• **Exercise directions**
Exclude every picture and return the remaining entries below verbatim.

[[ Entries shown, beginning ]]

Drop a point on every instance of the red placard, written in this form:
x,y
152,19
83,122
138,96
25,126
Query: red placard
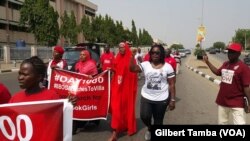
x,y
93,93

[[ Entries shown, end ]]

• **Answer space**
Drop a point on every instance of the red placard, written in this form:
x,y
152,19
83,122
138,96
25,126
Query: red placard
x,y
93,93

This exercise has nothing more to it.